Text block
= = =

1

Probem:

I have a string containing different numbers, math signs and words, e.g.

str = ".1**2 + x/(10.0 - 2.E-4)*n_elts"

I would like to extract all numbers and keep the parts between the numbers so I can place it together again later (after working on the numbers).

lst = [".1", "**", "2", " + ", "x/(", "10.0", " - ", "2.E-4", ")*n_elts"]

would be one of many acceptable results. The elements which are not numbers can be split up further in any arbitrary way, since the next step will be

"".join(process(l) for l in lst)

where process could look like this (suggestions for a better way to check l is a number welcome):

def process(l):
    try:
        n = float(l)
    except ValueError:
        return l
    else:
        return work_on_it(l)

Current state:

From this answer I figured out how to keep the deliminators and worked my way to

lst = re.split('( |\+|\-|\*|/)', ".1**2 + x/(10.0 - 2.E-4)*n_elts")

Now I need to somehow avoid splitting the 2.E-4.

= = =

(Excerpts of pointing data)
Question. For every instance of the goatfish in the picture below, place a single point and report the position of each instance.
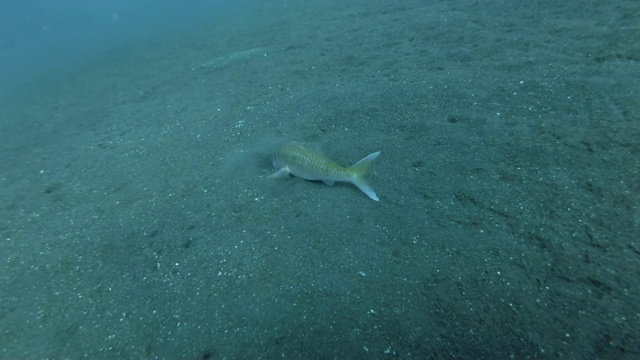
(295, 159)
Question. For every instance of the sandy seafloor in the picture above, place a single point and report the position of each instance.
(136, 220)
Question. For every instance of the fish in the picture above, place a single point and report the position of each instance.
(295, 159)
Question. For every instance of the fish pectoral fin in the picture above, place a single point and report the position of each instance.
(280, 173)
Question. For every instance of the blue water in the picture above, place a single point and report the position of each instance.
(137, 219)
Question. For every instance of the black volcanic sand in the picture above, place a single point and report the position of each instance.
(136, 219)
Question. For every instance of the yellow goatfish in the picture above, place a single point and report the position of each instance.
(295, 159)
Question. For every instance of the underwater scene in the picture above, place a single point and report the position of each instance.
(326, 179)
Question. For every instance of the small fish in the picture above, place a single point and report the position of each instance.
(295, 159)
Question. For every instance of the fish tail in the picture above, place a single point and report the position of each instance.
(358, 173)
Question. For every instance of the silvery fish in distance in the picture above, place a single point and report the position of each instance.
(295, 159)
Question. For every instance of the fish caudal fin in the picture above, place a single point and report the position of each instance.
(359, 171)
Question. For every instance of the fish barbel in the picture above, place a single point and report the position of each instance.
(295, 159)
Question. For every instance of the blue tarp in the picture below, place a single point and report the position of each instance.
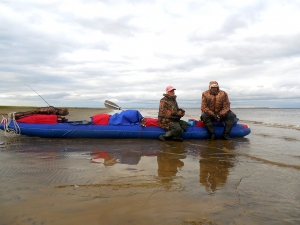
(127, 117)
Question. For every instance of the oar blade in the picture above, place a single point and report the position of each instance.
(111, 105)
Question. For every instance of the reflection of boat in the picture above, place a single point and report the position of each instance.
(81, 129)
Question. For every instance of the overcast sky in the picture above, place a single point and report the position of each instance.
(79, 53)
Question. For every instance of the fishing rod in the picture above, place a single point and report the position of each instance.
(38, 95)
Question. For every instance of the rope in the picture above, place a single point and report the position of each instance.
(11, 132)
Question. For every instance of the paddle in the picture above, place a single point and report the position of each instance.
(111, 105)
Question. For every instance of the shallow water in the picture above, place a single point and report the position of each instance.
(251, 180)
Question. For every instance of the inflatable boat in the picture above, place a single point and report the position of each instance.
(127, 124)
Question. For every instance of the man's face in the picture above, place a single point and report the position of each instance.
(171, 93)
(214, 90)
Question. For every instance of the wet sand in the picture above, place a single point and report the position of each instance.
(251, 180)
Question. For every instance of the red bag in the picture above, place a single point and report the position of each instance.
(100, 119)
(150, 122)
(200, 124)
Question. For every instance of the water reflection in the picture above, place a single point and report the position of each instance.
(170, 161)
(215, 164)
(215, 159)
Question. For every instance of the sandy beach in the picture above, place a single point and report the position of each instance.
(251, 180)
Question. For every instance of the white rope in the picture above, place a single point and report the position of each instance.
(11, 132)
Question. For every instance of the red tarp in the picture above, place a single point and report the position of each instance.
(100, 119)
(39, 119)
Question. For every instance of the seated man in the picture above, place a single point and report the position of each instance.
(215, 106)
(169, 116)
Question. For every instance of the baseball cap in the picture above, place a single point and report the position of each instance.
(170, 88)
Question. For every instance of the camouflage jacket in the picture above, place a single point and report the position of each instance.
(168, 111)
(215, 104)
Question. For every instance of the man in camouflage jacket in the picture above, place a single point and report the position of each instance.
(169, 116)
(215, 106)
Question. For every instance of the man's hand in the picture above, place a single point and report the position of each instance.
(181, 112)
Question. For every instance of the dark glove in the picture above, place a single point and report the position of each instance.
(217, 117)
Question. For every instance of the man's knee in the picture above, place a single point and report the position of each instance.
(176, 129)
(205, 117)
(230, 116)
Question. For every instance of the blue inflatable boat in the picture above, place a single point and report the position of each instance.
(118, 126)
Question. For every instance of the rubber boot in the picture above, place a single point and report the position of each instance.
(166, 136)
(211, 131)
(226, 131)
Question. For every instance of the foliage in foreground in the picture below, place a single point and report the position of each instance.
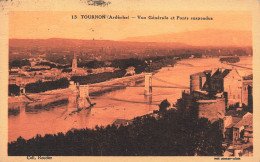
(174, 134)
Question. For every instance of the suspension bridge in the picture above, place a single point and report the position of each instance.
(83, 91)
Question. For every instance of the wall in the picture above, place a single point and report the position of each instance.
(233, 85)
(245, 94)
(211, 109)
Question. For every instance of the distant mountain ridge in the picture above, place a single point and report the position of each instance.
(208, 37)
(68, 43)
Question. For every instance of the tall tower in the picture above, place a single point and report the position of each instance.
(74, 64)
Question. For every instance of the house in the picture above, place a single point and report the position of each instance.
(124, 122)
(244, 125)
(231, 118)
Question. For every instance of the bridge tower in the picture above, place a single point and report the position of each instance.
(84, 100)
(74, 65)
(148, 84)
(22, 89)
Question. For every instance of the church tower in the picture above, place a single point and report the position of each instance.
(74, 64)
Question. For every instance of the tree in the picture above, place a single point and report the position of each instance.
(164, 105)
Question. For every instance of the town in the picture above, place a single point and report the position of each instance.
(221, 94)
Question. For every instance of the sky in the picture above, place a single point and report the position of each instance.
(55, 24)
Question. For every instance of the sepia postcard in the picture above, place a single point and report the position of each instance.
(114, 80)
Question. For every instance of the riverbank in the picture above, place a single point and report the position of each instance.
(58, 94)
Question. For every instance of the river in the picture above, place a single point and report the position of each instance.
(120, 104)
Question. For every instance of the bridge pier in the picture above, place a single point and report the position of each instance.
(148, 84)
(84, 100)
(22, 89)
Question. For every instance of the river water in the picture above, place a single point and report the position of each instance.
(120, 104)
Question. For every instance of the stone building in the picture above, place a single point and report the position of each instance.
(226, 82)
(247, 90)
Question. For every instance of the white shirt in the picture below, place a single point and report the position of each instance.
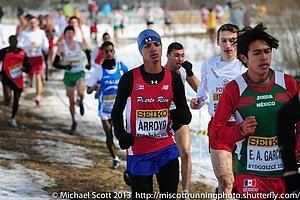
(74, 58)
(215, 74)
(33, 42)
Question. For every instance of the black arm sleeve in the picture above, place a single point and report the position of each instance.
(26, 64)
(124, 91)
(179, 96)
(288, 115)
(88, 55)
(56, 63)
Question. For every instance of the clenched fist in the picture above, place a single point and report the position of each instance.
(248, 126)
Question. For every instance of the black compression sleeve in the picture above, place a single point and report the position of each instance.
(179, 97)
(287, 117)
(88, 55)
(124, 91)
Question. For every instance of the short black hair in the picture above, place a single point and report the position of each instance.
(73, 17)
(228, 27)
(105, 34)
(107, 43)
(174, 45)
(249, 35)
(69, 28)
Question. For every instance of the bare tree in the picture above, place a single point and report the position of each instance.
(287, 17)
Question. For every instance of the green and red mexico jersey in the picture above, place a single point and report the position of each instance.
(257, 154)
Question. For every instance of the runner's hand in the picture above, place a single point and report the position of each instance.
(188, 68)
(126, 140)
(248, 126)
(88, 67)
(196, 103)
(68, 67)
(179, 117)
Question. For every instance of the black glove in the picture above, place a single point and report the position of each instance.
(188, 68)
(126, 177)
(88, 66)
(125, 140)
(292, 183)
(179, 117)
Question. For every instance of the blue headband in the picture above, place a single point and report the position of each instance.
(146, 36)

= = =

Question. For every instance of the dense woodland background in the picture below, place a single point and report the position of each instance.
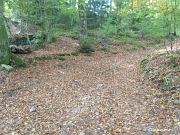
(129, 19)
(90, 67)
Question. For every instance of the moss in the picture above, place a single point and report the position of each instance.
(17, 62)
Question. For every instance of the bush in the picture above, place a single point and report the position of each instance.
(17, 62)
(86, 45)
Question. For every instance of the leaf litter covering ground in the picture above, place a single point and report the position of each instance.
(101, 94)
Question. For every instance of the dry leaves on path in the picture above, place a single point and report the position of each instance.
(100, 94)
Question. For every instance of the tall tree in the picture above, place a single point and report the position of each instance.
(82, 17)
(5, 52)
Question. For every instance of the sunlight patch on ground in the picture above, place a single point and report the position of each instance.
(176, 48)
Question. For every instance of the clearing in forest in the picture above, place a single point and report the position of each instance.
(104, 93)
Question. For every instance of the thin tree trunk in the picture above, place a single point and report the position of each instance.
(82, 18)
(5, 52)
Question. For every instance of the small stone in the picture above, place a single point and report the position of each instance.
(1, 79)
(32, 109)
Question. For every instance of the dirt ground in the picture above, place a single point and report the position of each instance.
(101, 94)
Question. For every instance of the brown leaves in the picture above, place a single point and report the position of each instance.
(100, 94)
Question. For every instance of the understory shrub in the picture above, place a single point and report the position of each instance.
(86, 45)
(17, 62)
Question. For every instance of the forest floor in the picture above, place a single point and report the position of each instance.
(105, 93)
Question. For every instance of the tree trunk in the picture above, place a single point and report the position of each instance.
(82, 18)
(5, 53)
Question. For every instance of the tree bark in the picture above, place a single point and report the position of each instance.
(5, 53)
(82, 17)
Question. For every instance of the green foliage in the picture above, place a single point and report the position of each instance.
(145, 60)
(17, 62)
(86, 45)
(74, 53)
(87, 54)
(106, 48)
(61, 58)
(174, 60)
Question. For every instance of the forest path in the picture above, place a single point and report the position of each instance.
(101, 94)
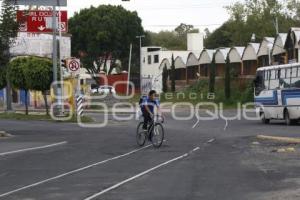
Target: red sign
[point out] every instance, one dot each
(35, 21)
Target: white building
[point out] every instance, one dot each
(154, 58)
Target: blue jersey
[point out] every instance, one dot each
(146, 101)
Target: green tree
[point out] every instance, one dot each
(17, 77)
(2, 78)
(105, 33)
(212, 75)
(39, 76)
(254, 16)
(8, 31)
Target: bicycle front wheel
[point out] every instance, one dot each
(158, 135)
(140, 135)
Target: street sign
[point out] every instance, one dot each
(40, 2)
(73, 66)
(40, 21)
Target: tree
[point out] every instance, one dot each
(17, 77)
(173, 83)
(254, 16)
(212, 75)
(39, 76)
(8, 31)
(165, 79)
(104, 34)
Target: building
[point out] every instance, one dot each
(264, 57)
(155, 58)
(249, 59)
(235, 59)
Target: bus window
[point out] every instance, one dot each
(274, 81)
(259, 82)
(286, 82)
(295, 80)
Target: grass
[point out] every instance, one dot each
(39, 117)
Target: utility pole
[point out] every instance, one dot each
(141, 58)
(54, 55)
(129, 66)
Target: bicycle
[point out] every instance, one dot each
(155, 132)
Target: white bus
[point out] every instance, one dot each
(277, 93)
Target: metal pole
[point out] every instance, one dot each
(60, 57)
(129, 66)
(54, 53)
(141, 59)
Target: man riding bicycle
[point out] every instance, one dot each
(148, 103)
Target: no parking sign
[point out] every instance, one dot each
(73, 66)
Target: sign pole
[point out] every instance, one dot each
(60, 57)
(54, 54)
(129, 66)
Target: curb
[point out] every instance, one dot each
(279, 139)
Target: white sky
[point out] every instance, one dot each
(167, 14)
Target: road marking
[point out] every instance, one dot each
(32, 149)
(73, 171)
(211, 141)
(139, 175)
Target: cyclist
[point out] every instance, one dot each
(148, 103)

= = =

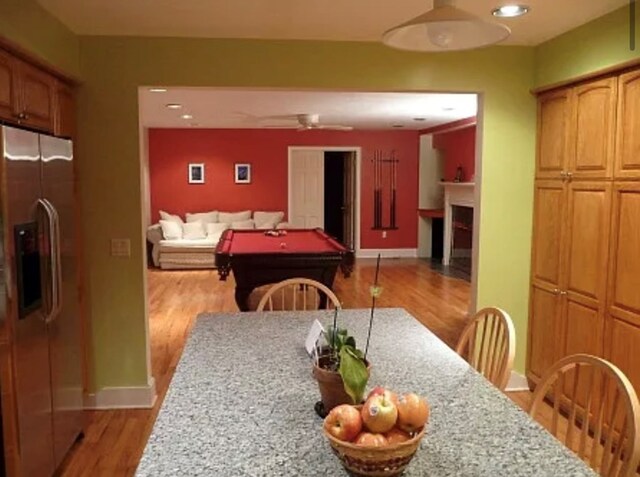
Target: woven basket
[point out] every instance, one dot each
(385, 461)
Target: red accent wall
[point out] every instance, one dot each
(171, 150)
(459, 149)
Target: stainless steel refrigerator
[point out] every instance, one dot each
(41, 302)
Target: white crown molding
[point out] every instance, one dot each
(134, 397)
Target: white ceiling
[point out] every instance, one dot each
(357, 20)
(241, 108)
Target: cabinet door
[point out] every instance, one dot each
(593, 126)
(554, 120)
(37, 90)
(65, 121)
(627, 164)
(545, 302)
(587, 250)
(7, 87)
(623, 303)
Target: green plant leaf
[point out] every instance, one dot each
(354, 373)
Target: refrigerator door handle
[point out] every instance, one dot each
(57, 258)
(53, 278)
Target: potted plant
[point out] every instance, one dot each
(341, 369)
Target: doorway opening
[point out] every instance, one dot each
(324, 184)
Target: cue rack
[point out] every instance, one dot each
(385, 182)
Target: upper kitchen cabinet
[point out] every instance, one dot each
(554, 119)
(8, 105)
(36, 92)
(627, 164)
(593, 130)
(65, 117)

= = =

The problem
In two sentences, summarize the forum post above about extracting numbers from a string.

Solution for this problem
The poster wants to extract every number from a string that mixes numbers, math signs and words, while keeping the parts between the numbers so the string can be joined back together after the numbers are worked on. Splitting with re.split on a pattern that keeps the delimiters gets close, but the poster still needs a way to avoid splitting 2.E-4.